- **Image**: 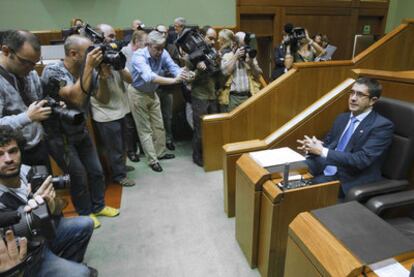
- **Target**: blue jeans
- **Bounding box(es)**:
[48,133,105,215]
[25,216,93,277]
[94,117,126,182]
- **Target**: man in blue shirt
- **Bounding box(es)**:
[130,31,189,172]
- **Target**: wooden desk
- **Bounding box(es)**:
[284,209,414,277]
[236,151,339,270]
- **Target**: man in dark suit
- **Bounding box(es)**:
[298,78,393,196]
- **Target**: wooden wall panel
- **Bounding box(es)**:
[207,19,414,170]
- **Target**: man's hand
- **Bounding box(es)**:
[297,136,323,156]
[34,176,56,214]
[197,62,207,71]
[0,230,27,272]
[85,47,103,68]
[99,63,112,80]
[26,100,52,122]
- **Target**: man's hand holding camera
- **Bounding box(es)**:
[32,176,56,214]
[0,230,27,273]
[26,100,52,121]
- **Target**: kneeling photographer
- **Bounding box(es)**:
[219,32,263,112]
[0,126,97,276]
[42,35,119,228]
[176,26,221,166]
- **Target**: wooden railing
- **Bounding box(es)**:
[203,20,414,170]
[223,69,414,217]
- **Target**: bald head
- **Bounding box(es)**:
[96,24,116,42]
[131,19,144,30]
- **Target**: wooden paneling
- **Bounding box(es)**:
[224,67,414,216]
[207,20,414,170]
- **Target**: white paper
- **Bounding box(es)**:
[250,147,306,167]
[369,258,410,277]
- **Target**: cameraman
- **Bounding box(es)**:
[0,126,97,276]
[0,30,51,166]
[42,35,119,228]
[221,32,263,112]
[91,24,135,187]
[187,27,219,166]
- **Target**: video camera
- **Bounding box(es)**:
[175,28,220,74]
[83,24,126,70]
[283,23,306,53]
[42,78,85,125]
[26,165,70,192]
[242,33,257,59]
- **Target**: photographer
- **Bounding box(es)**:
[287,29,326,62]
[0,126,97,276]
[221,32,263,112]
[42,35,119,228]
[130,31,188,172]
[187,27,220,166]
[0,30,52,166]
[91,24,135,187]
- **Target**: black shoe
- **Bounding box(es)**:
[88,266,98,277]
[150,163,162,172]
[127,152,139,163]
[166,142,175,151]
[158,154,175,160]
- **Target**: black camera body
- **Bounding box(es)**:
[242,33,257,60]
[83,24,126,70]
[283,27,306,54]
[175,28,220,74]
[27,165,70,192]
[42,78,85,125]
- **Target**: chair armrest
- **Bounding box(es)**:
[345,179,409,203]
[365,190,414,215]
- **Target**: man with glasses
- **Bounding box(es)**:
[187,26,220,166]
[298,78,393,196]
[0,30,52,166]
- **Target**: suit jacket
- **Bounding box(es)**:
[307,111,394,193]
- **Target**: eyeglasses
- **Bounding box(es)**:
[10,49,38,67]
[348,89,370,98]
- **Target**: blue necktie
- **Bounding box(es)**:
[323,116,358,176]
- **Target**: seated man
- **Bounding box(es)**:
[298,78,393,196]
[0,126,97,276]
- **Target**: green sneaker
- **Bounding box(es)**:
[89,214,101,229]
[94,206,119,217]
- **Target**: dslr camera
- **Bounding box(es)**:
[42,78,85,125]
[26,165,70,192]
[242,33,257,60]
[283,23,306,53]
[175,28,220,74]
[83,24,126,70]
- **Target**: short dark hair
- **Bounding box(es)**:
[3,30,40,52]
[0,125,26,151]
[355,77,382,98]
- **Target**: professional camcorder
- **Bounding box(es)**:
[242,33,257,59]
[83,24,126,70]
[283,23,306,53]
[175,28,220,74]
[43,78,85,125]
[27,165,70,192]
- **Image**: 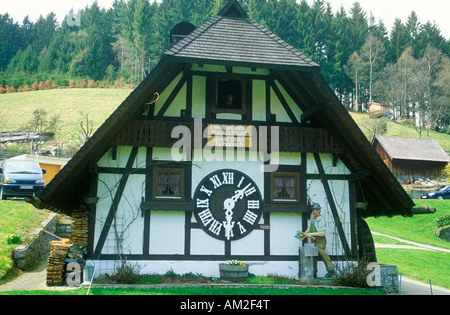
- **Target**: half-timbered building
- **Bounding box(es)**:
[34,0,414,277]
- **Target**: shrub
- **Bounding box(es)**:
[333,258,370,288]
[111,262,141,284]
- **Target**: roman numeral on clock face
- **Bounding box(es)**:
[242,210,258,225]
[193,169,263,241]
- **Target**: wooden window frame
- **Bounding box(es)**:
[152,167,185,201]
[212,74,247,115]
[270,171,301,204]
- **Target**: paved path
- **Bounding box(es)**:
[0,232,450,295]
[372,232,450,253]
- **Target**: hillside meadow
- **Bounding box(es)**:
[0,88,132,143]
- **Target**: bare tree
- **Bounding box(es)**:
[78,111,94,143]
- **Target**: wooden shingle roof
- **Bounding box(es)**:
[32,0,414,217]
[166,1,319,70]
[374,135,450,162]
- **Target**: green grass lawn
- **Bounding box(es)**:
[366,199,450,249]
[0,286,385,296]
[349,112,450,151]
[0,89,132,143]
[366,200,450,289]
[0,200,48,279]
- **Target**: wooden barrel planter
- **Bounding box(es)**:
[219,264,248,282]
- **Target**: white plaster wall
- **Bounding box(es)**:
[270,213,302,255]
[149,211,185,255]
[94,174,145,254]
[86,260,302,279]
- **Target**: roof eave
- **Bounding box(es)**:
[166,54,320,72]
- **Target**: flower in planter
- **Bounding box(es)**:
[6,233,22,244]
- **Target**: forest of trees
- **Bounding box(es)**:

==============================

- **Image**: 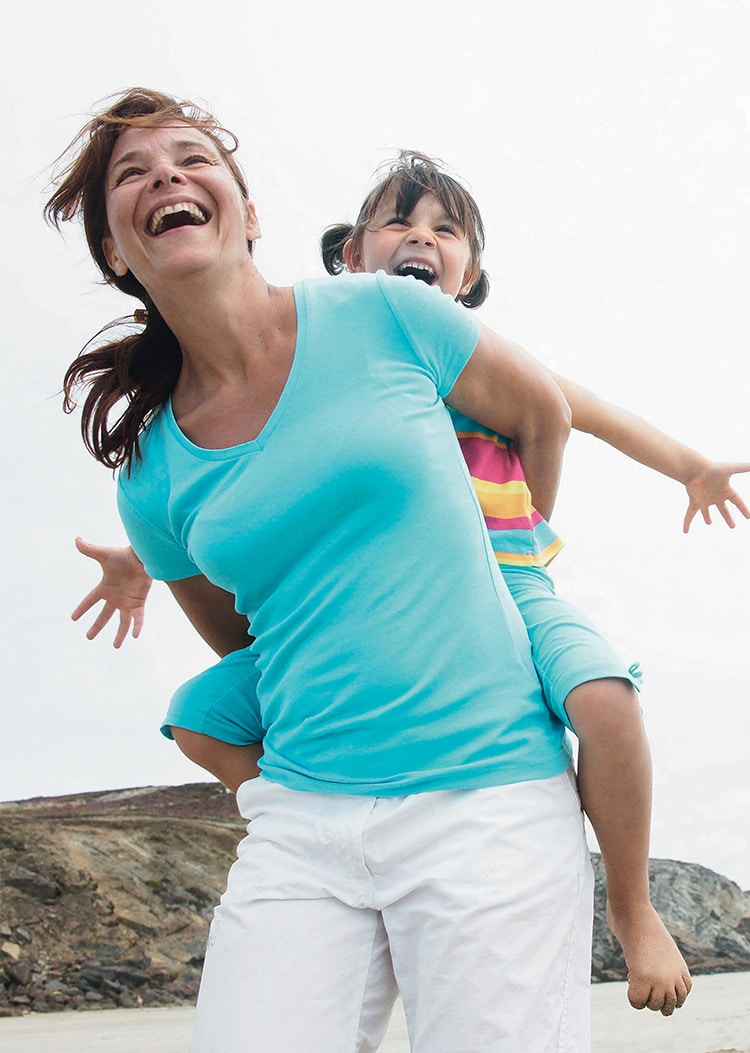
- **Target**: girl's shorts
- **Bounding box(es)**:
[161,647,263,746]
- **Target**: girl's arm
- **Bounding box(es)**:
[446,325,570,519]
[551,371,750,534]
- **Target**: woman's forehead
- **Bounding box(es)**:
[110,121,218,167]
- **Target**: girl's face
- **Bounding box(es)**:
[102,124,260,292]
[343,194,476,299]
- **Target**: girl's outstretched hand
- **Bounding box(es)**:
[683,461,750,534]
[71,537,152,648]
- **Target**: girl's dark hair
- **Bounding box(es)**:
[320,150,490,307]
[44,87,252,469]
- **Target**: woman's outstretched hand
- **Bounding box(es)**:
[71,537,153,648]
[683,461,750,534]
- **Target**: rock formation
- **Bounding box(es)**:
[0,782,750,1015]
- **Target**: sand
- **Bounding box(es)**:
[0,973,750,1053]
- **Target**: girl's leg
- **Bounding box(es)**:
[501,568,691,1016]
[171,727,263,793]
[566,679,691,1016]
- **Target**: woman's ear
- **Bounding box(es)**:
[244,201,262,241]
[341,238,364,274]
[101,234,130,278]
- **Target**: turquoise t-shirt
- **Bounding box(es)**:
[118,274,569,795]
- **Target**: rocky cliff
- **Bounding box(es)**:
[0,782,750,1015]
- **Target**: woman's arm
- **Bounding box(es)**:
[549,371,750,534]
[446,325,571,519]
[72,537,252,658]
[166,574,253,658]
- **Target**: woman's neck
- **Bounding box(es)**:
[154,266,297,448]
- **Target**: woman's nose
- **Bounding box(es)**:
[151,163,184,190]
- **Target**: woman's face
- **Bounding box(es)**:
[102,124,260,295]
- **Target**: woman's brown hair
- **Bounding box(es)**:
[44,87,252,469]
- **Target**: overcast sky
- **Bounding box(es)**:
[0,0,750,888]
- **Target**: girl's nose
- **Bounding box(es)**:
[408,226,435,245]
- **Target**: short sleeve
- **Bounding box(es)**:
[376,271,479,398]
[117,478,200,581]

==============================

▶ _Goal of the exercise_: Rewrite the data from the line with "- **Target**: seated man" through the line with "[78,111,94,143]", including both of those lines, as a numbered list with no blank lines. Leave the pictures out.

▶ _The response_:
1. - **Target**: seated man
2. - **Bounding box(es)**:
3. [298,78,393,196]
4. [0,126,97,276]
5. - **Target**: green sneaker
6. - **Bounding box(es)**:
7. [89,214,101,229]
8. [94,206,119,217]
9. - **Target**: dslr camera
10. - **Bounding box(es)**:
11. [42,78,85,125]
12. [26,165,70,192]
13. [242,33,257,60]
14. [283,23,306,53]
15. [175,28,220,74]
16. [83,24,126,70]
17. - **Target**: short dark hair
18. - **Bounding box(es)**:
19. [3,30,40,52]
20. [0,125,26,151]
21. [355,77,382,98]
22. - **Target**: professional camcorder
23. - **Bounding box(es)**:
24. [242,33,257,59]
25. [83,24,126,70]
26. [283,23,306,53]
27. [175,28,220,74]
28. [43,78,85,125]
29. [27,165,70,192]
30. - **Image**: 
31. - **Target**: half-timbered building
32. - **Bounding box(es)**:
33. [34,0,414,277]
34. - **Target**: shrub
35. - **Bounding box(es)**:
36. [333,258,370,288]
37. [111,262,141,284]
38. - **Target**: roman numeral on clock face
39. - **Bounding box(es)**:
40. [242,210,258,225]
41. [193,169,263,241]
42. - **Target**: wooden window frame
43. - **Bounding box(es)**:
44. [152,167,185,201]
45. [212,74,247,115]
46. [270,171,301,204]
47. - **Target**: paved path
48. - **Bounding box(es)**:
49. [0,232,450,295]
50. [372,232,450,253]
51. - **Target**: hillside meadow
52. - **Bounding box(es)**:
53. [0,88,132,143]
54. - **Target**: bare tree
55. - **Bounding box(es)**:
56. [78,111,94,143]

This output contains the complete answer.